Görev 1 -
Siyasal İslam iktidarı üzerine yazılmış metne göre aşağıdaki soruları cevaplayın.
(a) İktidar Kürt sorununu nasıl bir hale getirmiştir?
(b) Sayılan sorunlar gelecekte nasıl bir yönetimle çözülebilir?
(c) İktidarın ülkeye ve insanlarına yaptığı en büyük kötülük nedir?
Görev 2 - Siyasal İslam iktidarı üzerine yazılmış metnin devamını, son cümleden sonrasından başlayarak verin.

***** Sunulan metin

Siyasal İslam iktidarının ülkeye verdiği zararlar say say bitmez; ülkenin tüm birikimlerinin âdeta düşmanca talan edilmesi, Kürt sorununun çözülemez hale getirilip halkların düşmanlaştırılması, Ortadoğu bataklığına saplanma…
Tüm vahimliğine rağmen, bu saydığımız sorunlar gelecekte adaletli ve becerikli bir yönetimle çözülebilir. Kürt sorunu dâhil her sorun bir çözüm yoluna sokulabilir…
Bu iktidarın ülkeye ve insanlarına yaptığı en büyük kötülük ve eşikte bekleyen tehlike; bir süreç sonunda belli bir eğitim seviyesine getirilmiş halkın eğitilebilir olmaktan uzaklaştırılmasıdır.

**********
***** Veri bölümü

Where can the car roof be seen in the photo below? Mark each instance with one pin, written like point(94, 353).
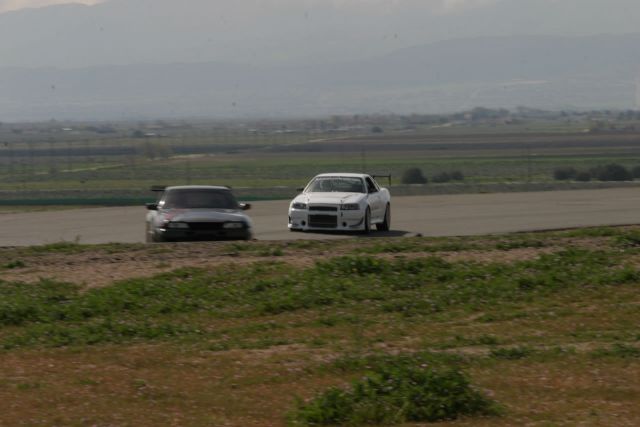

**********

Cevap 1 -
(a) Kürt sorunu çözülemez hale getirilmiş ve halklar düşmanlaştırılmıştır.
(b) Bu sorunlar adaletli ve becerikli bir yönetimle çözülebilir.
(c) En büyük kötülük, belli bir eğitim seviyesine getirilmiş halkın eğitilebilir olmaktan uzaklaştırılmasıdır.

Cevap 2 -
Bakalım çevremize; günlük hayatımızda neler görmekteyiz, bakalım gazetelere televizyonlara ne tür olaylarla, sapkınlıklarla karşılaşmaktayız. Eğitimi sabote edilen bir toplumda bunların olması artık normal gelmeye başladı bizlere.
Bir sorunla karşılaşıldığında makul olan bu sorunu çözecek uzmanı bulmaktır ya, iktidar böyle yapmıyor. Eğer sorunu çözecek olan kendi adamı değilse, hemen kendi adamını formasyonuna bakmaksızın sorun çözücü olarak görevlendirip sorunu da kendi adamının IQ’su seviyesinde görüp öyle hareket ediyor. Böylelikle her alanda yüzlerine gözlerine bulaştırdılar.
Eğitilebilir olmaktan uzaklaştırılan topluma iktidar bu yönde sinyal vermeye devam ediyor. Toplum için ne kadar önemli meslek varsa iktidar icracıları tarafından bu meslek erbaplarına hakaret, sataşma farz oldu. O da yetmedi tabanlarına hedef gösterildiler. Yanılmıyorsam bir sataşmadıkları tellaklar kaldı.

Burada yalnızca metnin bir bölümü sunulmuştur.